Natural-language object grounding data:

-- Opening Marker --

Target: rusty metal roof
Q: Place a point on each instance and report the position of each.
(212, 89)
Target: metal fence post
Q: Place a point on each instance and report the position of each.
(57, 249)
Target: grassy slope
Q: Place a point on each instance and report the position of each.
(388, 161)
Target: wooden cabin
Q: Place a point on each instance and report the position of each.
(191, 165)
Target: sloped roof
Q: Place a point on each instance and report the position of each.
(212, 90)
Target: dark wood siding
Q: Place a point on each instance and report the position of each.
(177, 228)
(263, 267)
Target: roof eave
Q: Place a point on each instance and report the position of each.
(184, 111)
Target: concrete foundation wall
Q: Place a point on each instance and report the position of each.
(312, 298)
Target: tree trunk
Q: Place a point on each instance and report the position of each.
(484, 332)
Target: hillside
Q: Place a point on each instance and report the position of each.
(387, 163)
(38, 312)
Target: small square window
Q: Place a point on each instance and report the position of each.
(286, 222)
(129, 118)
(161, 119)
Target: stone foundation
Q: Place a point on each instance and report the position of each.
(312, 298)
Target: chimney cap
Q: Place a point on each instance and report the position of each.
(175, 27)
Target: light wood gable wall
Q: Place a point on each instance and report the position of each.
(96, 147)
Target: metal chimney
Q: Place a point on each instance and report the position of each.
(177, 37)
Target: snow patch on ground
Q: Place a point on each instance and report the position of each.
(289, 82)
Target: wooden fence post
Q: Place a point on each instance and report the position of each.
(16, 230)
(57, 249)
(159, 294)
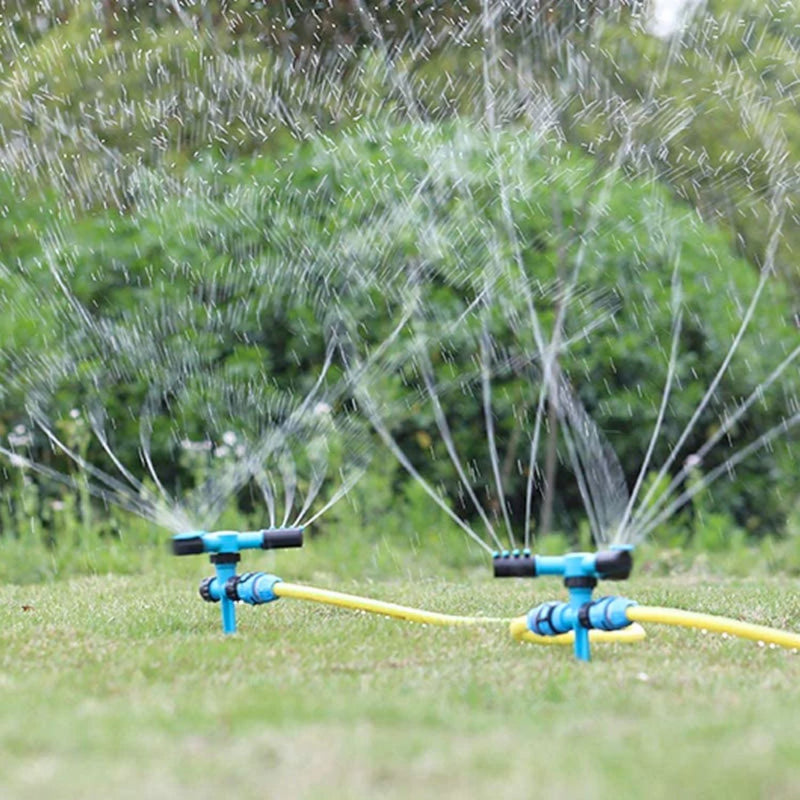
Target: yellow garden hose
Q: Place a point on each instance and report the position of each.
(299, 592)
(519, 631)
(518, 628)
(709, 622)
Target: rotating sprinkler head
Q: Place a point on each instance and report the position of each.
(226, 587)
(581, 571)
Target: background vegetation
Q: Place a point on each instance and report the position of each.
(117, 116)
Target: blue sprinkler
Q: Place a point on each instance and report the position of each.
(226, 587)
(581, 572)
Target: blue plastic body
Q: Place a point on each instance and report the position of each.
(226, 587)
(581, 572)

-- Closing Marker --
-- Opening Marker --

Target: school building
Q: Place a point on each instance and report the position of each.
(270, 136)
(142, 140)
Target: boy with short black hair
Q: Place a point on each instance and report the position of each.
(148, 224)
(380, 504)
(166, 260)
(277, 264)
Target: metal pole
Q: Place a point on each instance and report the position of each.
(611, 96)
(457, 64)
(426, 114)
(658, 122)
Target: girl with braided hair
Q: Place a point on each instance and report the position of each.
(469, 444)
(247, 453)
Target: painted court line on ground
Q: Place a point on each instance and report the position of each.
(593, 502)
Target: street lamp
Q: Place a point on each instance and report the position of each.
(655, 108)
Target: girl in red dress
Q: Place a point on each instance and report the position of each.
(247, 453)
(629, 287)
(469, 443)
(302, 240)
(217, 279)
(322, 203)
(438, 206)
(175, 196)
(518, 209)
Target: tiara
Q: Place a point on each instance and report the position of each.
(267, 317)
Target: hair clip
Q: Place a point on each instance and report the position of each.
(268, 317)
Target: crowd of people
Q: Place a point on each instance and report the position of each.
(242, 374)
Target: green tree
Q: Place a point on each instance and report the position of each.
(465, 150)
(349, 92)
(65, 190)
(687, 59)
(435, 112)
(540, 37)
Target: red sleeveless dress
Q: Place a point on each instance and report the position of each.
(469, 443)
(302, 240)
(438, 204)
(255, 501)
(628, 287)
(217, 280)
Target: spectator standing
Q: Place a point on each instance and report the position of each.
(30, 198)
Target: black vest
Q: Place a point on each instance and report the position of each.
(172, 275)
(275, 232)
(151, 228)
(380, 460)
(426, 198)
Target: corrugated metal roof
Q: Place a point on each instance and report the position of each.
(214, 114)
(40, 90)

-- Closing Marker --

- Your goal: Across the data, how many lines have the word "roof" in them? Respond with the number alone.

- Response for this exercise: 4